---------- 页面节选

物的意义:现成品艺术的艺术性分析

2021-01-07 10:01
天府新论 2021年1期
关键词:本雅明海德格尔器具

吴 飞

丹托在《寻常物的嬗变》中,通过对布里洛包装盒、“红方块系列”等案例的分析,提出“艺术的边界在于所有的艺术都是有所关于的,艺术品的‘关于结构’(aboutness)使得艺术品和它难以分辨的物质副本有了区别”(1)阿瑟·丹托:《寻常物的嬗变:一种关于艺术的哲学》,陈岸瑛译,江苏人民出版社,2012年,第V页,第2页。。这种判断的确切中肯綮,但我们认为丹托对这些案例的挖掘并不充分,由此使得某些重要艺术问题被遮蔽。例如,在布里洛包装盒的案例中,画廊里几乎一模一样的仿制品确实比超市库房里的包装盒多了某种“有所关于”,因此前者被接受为艺术,而后者则是寻常之物。但问题是,这里的“关于”并不直接可见,真正在场的唯一区别乃是空间的不同。那么,这是否意味着,传统的艺术空间权力有可能并未彻底地退出现代艺术机制?而在“红方块系列”案例中,同一空间内的九幅看起来一模一样的红色画布,分别被视为“历史画、心理肖像画、风景画、几何抽象画、宗教画、静物画”、文物和“纯然之物”(2)阿瑟·丹托:《寻常物的嬗变:一种关于艺术的哲学》,陈岸瑛译,江苏人民出版社,2012年,第V页,第2页。。这里的问题是,如果没有标题及其互文性背景的介入,这些画布还能被理解为不同的艺术作品吗?此外,是否“红方块”本身也能言说某种意义,从而使得画作能与外在于画作的标题或背景展开对话?正是对这些隐藏在丹托案例背后的关键问题的发现,使我们不得不重新审视现成品艺术的根本机制。而这三个追问也构成一条完整的问题链,即从寻常物的物性意义到意义在艺术空间内的敞开,以及激发与重构意义的手段。毋宁说这种路径乃是对丹托艺术理论的迂回,即从物性意义及其展开的角度重归丹托的基本观念。

一、现成品“艺术性”的根源

当现成品成为现成品艺术时,其中增加的“艺术性”到底来自何处?这或许是解开现成品艺术难题首先必须回答的问题。我们认为,实际上,在作者、场所和观众赋予其意义之前,现成品作为普通物品本身就已经具备了潜在的意义。正如海德格尔的“寰世物”(Umweltding)概念所指出的,某种完全特定的被感知者(如教室中的一把椅子)总是带着“一些事迹而持续地、日复一日地面对着我们”(3)海德格尔:《时间概念史导论》,欧东明译,商务印书馆,2009年,第45页。。这些事迹乃是事物的存在、遭遇以及与人或世界打交道的经历。我们认为,对这些事迹的辨识和解读某种程度上正构成康德所谓的“对对象的美的眺望”。也就是说,寻常物或许不是什么美,难以激起不带任何兴趣的愉悦,但我们毕竟能就寻常物及其事迹展开“想象力的自由游戏”(4)康德:《康德著作全集(第5卷):实践理性批判、判断力批判》,李秋零主编,中国人民大学出版社,2006年,第253页。,以某种审美姿态打量寻常之物。那么,我们能在寻常物中眺望到何种事迹或意义呢?

--------------------
---------- 所给记录

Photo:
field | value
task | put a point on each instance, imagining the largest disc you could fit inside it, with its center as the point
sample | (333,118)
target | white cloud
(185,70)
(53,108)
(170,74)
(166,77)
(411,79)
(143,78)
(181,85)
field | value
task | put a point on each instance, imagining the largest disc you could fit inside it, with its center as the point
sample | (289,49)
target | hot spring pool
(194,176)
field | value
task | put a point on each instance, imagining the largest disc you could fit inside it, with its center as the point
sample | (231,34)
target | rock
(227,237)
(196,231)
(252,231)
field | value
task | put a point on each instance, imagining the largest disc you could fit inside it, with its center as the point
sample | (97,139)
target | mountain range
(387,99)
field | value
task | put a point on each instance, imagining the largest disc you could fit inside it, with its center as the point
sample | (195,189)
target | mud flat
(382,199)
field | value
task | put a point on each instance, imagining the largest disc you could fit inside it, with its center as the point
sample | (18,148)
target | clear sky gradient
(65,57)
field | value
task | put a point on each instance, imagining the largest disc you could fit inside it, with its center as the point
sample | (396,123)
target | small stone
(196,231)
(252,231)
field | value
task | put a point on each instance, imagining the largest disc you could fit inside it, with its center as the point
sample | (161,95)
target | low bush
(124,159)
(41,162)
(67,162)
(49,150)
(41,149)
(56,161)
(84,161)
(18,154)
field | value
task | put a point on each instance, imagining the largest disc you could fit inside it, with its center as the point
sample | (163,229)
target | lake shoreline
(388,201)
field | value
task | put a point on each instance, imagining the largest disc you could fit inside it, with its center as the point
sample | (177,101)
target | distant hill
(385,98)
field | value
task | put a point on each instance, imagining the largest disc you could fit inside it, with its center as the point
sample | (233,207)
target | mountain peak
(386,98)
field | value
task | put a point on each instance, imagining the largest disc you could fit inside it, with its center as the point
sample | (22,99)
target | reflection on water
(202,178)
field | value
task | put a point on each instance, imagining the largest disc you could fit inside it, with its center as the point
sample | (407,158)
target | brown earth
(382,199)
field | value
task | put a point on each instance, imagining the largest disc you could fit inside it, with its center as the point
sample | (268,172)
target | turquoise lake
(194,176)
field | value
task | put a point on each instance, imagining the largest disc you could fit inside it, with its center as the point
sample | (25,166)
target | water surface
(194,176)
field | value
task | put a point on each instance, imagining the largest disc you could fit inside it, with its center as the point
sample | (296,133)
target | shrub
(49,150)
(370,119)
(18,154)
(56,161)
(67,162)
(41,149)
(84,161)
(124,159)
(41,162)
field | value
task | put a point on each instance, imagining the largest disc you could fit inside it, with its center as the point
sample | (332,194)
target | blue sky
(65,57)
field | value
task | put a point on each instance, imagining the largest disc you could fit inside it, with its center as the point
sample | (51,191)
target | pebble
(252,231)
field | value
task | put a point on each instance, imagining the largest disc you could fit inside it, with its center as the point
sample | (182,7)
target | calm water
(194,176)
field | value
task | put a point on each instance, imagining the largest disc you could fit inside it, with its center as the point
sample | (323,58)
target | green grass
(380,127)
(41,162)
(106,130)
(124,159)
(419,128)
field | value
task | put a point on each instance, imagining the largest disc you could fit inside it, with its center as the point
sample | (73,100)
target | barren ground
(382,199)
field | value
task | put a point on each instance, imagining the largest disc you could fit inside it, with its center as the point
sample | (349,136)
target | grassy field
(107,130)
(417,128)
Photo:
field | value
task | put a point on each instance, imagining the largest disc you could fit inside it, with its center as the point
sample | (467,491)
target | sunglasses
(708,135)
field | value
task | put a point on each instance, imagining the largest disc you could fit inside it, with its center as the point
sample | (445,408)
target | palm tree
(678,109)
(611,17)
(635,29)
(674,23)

--------------------

请完成: 根据上面的页面节选,作者为什么由布里洛包装盒案例追问传统的艺术空间权力是否仍留在现代艺术机制中?请用一到三句话说明。

参考答案: 画廊里的仿制品和超市库房里的包装盒几乎一模一样。前者多出的“关于”并不直接可见,两者之间真正在场的唯一区别只是空间不同。因此作者追问,传统的艺术空间权力是否并未彻底退出现代艺术机制。